PROVIDED TEXT →

● ● ● ● ● ● ●

# lost one of my queen's



## mare (Aug 31, 2006)

was in one of my hives a week & 1/2 ago. i had brood but couldnt see any eggs. with the weather being as it is i wasnt able to get back in til today. no eggs no brood. but i have a queen cell. should i get another queen or wait and see if the queen cell hatches out. its totally closed up, how long does it take for them to hatch? the hive seems to be real full so i dont think i had a swarm. any advice would be great.


----------



## Judy in IN (Nov 28, 2003)

Mare, sorry about the loss of your queen. It takes 16 days to make a queen, and probably close to a week for her to mate and start laying....so figure about 25 days total. 

Is the queen cell in the middle of the frame or down at the bottom? Middle means an emergency cell. The bottom would mean supercedure, or that they planned on replacing the queen. 

I'd give the cell a shot, but be ready to find another queen post haste. If the virgin flies out and gets eaten by a bird, you're in a bind then. 

If you have another hive, you could also give them some brood with day-old eggs if you can find them. 

It's up to you what you do with them.


----------



## mare (Aug 31, 2006)

thanks Judy. i talked to another bee keeper that suggested combining the two hives by put newspaper between them. but it is so hot here and i am assuming i would have to plug all the holes on the boxes i move--i just dont know if that is wise. i will try what you suggested though.

● ● ● ● ● ● ●

INFORMATION SUPPLIED →
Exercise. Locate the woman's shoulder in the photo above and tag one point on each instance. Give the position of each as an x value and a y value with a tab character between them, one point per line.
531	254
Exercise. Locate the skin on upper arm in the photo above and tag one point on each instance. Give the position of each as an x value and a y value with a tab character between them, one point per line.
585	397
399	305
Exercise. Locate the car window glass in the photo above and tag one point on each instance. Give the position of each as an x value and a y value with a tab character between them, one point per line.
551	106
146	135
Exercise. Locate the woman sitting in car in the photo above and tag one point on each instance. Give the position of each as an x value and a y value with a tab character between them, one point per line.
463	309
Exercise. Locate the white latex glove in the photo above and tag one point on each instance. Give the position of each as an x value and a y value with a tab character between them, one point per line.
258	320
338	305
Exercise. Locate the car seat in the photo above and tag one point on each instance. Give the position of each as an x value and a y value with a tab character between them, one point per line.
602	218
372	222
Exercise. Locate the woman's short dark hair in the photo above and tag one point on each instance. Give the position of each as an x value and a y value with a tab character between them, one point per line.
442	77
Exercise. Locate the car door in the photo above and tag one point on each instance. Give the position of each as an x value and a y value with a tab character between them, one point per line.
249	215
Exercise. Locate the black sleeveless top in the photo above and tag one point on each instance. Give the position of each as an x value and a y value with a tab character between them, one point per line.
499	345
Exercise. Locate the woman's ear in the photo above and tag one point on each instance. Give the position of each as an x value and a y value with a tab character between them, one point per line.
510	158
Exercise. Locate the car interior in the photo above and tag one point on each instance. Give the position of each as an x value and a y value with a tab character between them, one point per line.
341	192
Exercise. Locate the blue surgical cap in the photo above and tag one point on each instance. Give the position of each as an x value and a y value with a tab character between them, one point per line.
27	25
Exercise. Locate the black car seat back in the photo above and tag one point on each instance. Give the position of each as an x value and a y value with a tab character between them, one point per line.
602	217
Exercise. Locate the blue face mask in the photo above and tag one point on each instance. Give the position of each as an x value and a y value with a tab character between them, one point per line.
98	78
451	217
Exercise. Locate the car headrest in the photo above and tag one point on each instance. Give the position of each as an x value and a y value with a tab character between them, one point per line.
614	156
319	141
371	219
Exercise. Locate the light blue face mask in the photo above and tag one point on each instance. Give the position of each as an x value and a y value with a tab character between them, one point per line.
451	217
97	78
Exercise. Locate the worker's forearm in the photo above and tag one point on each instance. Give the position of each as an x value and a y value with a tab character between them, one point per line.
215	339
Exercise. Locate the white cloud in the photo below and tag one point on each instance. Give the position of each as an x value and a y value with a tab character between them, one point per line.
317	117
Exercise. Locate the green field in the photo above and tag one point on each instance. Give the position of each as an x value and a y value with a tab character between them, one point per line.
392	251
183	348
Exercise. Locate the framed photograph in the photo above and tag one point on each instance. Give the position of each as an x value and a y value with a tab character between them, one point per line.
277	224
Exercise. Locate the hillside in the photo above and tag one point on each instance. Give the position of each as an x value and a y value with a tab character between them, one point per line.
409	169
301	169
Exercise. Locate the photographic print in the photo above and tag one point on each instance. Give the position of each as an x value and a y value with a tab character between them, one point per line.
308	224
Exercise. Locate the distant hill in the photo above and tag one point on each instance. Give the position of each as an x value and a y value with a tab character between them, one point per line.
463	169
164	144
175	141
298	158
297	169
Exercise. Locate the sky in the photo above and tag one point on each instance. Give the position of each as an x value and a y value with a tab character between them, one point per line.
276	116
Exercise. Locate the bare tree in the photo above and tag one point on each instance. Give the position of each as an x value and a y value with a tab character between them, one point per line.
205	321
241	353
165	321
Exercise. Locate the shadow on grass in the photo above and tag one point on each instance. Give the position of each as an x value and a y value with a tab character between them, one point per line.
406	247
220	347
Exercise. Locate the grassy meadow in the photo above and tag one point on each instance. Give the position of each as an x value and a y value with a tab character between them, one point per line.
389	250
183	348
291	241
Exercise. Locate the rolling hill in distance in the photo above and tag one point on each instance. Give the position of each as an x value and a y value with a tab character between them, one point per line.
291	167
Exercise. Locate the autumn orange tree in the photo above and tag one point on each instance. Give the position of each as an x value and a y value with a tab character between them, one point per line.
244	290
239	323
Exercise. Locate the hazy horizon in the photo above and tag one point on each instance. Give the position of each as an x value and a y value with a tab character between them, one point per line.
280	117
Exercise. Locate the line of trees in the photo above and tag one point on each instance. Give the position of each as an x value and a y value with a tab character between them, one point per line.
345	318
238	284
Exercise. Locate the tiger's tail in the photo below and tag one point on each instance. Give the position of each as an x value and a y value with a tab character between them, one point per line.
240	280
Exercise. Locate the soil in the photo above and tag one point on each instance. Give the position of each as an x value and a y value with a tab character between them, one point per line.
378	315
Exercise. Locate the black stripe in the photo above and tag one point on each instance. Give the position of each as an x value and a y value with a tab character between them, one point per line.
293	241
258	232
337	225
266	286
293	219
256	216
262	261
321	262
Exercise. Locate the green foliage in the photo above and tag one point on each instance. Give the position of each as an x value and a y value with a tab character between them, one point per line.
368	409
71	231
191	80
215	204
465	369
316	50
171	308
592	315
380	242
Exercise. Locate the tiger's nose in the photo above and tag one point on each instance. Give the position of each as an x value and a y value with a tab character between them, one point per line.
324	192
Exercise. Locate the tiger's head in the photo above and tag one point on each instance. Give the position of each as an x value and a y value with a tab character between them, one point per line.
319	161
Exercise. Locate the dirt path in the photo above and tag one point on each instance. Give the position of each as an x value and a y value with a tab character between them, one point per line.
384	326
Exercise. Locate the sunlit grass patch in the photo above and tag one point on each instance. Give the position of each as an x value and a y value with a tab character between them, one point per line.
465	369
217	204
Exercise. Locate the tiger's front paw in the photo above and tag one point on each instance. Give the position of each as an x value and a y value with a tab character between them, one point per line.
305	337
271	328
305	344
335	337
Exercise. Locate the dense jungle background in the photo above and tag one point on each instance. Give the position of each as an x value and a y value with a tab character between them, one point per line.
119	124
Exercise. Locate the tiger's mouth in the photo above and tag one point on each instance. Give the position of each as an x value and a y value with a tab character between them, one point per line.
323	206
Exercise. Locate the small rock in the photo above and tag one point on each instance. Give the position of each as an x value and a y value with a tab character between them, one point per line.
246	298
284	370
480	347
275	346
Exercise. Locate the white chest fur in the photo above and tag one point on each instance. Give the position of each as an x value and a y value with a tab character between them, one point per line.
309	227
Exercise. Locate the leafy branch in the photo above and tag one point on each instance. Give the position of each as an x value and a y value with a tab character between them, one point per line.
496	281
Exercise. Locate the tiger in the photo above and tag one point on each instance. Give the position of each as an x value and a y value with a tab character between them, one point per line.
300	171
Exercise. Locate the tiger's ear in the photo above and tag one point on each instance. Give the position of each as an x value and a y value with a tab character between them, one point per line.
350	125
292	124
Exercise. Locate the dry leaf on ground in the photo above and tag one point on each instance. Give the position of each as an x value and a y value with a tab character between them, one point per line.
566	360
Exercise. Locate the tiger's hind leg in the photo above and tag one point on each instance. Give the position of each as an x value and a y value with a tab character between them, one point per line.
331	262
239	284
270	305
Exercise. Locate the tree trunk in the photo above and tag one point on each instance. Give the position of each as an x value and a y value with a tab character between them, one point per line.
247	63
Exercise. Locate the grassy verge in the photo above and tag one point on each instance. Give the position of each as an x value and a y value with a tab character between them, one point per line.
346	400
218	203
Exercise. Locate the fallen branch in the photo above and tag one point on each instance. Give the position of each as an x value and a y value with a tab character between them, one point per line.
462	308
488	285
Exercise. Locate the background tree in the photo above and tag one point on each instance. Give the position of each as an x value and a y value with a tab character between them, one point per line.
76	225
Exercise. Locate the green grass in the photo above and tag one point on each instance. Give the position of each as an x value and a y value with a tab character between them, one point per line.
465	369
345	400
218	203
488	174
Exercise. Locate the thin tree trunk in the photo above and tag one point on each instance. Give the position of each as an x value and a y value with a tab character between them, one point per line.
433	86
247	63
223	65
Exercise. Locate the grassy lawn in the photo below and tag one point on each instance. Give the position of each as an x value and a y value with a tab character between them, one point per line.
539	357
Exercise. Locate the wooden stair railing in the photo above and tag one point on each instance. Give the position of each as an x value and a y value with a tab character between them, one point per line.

● ● ● ● ● ● ●

WHAT THE EXERCISE ASKS →
Reproduce the forum thread about the lost queen above, word for word, from its title through the last post.

COMPLETE RESPONSE →
# lost one of my queen's



## mare (Aug 31, 2006)

was in one of my hives a week & 1/2 ago. i had brood but couldnt see any eggs. with the weather being as it is i wasnt able to get back in til today. no eggs no brood. but i have a queen cell. should i get another queen or wait and see if the queen cell hatches out. its totally closed up, how long does it take for them to hatch? the hive seems to be real full so i dont think i had a swarm. any advice would be great.


----------



## Judy in IN (Nov 28, 2003)

Mare, sorry about the loss of your queen. It takes 16 days to make a queen, and probably close to a week for her to mate and start laying....so figure about 25 days total. 

Is the queen cell in the middle of the frame or down at the bottom? Middle means an emergency cell. The bottom would mean supercedure, or that they planned on replacing the queen. 

I'd give the cell a shot, but be ready to find another queen post haste. If the virgin flies out and gets eaten by a bird, you're in a bind then. 

If you have another hive, you could also give them some brood with day-old eggs if you can find them. 

It's up to you what you do with them.


----------



## mare (Aug 31, 2006)

thanks Judy. i talked to another bee keeper that suggested combining the two hives by put newspaper between them. but it is so hot here and i am assuming i would have to plug all the holes on the boxes i move--i just dont know if that is wise. i will try what you suggested though.